▶ TEXTO DO DOCUMENTO
━━━━━━━━━━━━━━━━

Na própria Bíblia é possível
perceber muitas mudanças relacionadas aos valores morais dos judeus. Tomando
como exemplo as guerras, nota-se que, durante o estágio inicial de sua cultura,
eram elas selvagens e bárbaras. Era o seu lema: “Não deixarás nada com vida”. Entretanto, alguns séculos mais tarde,
quando passaram a ser influenciados pelos ensinamentos humanitários dos
profetas, atingiram eles um outro nível de cultura, ao mesmo tempo em que
também mudaram seus conceitos no que relacionava às hostilidades. Por exemplo,
antes de seguirem para a batalha, eram eles orientados a incitar os inimigos
para que aceitassem a paz. Quando se sitiava uma cidade, não era permitido
destruir as árvores frutíferas. Somente deviam participar das batalhas os
voluntários, e unicamente aqueles que não tivessem corações fracos e que não
fossem tomados pela timidez. Entretanto, por acreditarem que todas as partes da
Torá tenham sido outorgadas por Deus,
relutaram de certa forma em aceitar as mudanças ocorridas no âmbito histórico-cultural.
Trataram então de resolver a questão estabelecendo uma diferença entre a
“guerra santa” (isto é, a guerra ordenada por Deus) e a “guerra voluntária” (ou
seja, a guerra decretada pela própria vontade do homem). A guerra contra os
sete povos que habitavam a Palestina era uma “guerra santa”, porque Deus a
havia ordenado, mandando que eles fossem exterminados. As demais guerras
deixaram de ser santas, e por isso não seguiram as regras da Lei.
A moral judaica tem passado ao longo dos anos por diferentes
categorias evolutivas. A moral talmúdica é a moral judaica de uma determinada
época histórica, ligada diretamente com a que precedeu e que, por sua vez,
liga-se a que se segue.
É fato conhecido que a Bíblia não
se ocupa de questões puramente especulativas. Não pondera sobre a essência de
Deus, sim sobre sua natureza; da mesma forma, não trata da imortalidade da alma
humana nem de uma vida após a morte. Sobre isso tem havido inúmeros comentários,
explicações e hipóteses. Alguns afirmam que os hebreus daquela época estavam
poucos desenvolvidos para se envolverem com assuntos filosóficos, estando,
portanto, desinteressados das grandes problemáticas do mundo. Seu universo era
reduzido; seus conceitos, limitados; e seu Deus era local, nacional, agindo exclusivamente
no meio de seu povo. Outras nações e outros povos possuíam aos seus modos, seus
próprios deuses.

━━━━━━━━━━━━━━━━

▶ DADOS FORNECIDOS
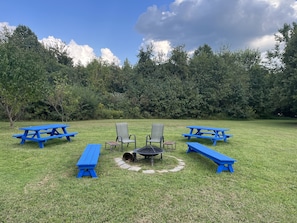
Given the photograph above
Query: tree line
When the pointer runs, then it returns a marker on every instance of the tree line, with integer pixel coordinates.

━━━━━━━━━━━━━━━━

▶ INSTRUÇÕES
1. Transcreva, do texto sobre a moral judaica, o trecho entre "A moral judaica tem" e "que se segue.", inclusive.
2. Segundo o texto sobre a moral judaica, o que não era permitido destruir quando se sitiava uma cidade?
3. Por favor, dê seguimento ao texto sobre a moral judaica a partir da última frase apresentada.

▶ RESPOSTAS
1.
A moral judaica tem passado ao longo dos anos por diferentes
categorias evolutivas. A moral talmúdica é a moral judaica de uma determinada
época histórica, ligada diretamente com a que precedeu e que, por sua vez,
liga-se a que se segue.

2. As árvores frutíferas.

3.
Até certo ponto, isto tem algo de
verdadeiro, especificamente no que diz respeito ao estado primitivo em que eles
viviam e na concepção limitada que tinham de Deus. Nesse aspecto pouco se
diferenciavam dos demais povos. Resquícios desta limitação da concepção de Deus
podem ser encontrados em inúmeras passagens dos textos mais antigos da Bíblia.
Todavia, já no livro de Deuteronômio, provavelmente por ideias especulativas, o
conceito de Deus se torna elevado e delicado. O Deus de Deuteronômio já não é o
Deus local e nacional, sim o Deus único de todo o mundo, o Deus de todos os
povos, o Deus do céu e da terra e de tudo o que há dentro deles: “Não há outro Deus além dele”.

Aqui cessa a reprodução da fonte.